* [Exercise inputs]:

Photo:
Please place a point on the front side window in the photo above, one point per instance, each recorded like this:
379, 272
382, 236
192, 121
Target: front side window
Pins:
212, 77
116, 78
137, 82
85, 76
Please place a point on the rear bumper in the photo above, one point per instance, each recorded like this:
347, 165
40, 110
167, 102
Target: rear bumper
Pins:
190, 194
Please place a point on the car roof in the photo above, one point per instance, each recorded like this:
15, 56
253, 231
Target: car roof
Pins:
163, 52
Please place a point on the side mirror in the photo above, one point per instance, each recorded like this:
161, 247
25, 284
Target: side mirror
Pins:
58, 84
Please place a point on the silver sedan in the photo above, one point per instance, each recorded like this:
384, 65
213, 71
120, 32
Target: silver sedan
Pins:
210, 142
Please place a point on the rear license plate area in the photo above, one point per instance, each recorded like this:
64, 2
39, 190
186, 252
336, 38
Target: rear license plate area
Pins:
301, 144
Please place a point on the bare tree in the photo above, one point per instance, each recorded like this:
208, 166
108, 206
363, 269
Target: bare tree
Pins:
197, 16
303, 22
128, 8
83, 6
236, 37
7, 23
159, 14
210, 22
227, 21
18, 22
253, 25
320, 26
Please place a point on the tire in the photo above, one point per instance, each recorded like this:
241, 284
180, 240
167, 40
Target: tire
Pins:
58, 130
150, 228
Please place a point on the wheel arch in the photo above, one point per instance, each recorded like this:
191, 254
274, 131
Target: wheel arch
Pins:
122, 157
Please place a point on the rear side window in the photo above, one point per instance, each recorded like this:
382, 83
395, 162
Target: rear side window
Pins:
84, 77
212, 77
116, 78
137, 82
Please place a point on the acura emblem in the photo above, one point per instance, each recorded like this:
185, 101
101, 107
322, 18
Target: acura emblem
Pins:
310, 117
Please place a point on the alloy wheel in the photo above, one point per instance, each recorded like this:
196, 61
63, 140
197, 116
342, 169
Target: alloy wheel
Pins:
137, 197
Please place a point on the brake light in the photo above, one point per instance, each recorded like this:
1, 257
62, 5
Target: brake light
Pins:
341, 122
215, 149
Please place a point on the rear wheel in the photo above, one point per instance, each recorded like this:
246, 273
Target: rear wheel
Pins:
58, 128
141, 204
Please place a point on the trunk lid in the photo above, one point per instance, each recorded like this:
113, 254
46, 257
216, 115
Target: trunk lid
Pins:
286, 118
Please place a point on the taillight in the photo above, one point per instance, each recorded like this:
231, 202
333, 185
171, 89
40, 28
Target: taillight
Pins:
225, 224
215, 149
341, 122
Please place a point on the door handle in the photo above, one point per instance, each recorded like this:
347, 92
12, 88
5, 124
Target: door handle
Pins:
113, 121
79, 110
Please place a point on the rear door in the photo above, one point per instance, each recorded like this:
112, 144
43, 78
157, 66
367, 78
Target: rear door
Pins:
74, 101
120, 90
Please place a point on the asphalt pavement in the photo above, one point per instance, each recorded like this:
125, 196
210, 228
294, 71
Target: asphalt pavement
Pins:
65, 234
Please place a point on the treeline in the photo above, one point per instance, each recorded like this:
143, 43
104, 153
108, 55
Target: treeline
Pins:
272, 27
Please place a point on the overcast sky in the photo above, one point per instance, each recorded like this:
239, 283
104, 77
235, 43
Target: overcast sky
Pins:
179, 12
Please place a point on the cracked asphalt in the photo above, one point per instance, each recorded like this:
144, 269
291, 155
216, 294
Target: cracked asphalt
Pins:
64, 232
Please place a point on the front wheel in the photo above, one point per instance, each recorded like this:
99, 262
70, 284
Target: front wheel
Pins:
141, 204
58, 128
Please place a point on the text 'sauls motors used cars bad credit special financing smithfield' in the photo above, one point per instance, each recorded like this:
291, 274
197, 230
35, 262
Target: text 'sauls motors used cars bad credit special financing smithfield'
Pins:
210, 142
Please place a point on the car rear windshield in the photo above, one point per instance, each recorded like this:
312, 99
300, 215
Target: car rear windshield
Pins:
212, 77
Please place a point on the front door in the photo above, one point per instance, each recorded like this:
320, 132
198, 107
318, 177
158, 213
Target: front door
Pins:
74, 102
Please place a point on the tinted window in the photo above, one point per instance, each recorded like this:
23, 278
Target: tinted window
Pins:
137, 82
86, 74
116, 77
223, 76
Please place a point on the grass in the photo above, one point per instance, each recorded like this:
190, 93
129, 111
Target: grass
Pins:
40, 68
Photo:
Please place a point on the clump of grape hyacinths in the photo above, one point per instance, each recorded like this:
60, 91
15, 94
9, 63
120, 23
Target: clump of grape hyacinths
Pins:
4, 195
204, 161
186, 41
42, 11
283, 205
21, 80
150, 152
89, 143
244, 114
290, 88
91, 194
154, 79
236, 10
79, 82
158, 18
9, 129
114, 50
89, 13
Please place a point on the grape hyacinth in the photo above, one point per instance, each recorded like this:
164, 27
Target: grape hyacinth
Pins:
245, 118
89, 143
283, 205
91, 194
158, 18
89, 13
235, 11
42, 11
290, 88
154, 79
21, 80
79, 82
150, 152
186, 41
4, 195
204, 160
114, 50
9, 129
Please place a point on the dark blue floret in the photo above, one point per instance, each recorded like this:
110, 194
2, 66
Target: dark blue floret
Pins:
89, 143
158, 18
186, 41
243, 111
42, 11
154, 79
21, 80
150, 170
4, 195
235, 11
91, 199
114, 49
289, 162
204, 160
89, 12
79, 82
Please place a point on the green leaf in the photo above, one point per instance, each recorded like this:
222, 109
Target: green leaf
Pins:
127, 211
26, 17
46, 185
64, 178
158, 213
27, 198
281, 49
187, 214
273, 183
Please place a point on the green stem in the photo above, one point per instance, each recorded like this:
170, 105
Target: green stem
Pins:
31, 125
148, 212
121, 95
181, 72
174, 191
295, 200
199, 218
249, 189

...

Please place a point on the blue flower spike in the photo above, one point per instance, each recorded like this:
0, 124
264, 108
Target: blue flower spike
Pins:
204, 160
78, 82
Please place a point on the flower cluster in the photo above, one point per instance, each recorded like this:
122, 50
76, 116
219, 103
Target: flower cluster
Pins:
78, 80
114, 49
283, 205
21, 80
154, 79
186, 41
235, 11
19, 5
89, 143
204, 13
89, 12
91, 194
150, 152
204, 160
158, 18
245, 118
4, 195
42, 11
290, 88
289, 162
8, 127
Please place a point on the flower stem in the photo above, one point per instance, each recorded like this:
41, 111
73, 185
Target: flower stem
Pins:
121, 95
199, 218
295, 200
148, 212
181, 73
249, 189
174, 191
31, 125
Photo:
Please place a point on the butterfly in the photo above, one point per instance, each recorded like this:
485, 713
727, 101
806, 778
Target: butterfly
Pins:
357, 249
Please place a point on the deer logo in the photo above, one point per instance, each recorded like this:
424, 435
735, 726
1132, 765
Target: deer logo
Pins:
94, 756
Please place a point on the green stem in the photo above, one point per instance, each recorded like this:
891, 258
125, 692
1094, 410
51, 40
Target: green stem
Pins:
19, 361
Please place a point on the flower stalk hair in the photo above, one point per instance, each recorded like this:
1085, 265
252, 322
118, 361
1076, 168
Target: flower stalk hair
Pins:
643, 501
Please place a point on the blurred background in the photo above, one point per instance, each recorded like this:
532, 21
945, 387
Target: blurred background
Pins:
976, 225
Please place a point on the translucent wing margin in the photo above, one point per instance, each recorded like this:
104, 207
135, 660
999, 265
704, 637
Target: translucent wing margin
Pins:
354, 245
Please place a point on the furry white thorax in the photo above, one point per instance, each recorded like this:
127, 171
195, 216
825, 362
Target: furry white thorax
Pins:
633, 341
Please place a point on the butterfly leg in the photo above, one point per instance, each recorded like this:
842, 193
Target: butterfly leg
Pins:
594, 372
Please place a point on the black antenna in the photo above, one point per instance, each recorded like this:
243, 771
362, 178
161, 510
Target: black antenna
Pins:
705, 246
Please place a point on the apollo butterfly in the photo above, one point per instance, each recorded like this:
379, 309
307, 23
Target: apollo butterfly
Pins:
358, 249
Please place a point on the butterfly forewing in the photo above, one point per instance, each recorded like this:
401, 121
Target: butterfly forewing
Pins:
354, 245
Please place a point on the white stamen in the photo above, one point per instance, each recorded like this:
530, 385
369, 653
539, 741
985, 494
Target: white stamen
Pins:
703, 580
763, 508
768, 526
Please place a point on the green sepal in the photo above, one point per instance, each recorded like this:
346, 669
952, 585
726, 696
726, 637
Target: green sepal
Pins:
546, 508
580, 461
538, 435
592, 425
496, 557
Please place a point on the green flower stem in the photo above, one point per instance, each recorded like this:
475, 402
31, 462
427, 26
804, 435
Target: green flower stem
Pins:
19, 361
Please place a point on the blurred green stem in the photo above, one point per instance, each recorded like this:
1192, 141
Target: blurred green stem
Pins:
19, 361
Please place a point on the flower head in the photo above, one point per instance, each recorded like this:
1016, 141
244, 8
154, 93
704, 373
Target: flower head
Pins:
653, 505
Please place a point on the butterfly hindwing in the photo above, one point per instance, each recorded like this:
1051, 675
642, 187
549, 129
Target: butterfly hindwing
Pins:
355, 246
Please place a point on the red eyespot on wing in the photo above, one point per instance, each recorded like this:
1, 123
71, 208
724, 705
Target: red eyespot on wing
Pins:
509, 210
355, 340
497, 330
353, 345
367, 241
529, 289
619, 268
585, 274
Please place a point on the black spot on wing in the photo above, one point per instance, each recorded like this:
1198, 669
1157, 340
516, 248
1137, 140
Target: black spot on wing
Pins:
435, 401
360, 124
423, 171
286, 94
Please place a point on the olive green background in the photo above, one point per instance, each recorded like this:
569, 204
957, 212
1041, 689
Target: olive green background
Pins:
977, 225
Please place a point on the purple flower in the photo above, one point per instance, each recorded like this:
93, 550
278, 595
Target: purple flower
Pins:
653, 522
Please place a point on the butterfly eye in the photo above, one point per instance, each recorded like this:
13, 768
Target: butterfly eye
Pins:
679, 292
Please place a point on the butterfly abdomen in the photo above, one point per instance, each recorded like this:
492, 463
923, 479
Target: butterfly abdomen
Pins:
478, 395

* [Task instructions]: Report every line of the rows above that contains the string "text", treating uppercase and lowercase letters as different.

* [Task response]:
Please place a point on the text 'sauls motors used cars bad credit special financing smithfield' in the photo above, one point per instance, each recorded like this:
Target: text 'sauls motors used cars bad credit special financing smithfield'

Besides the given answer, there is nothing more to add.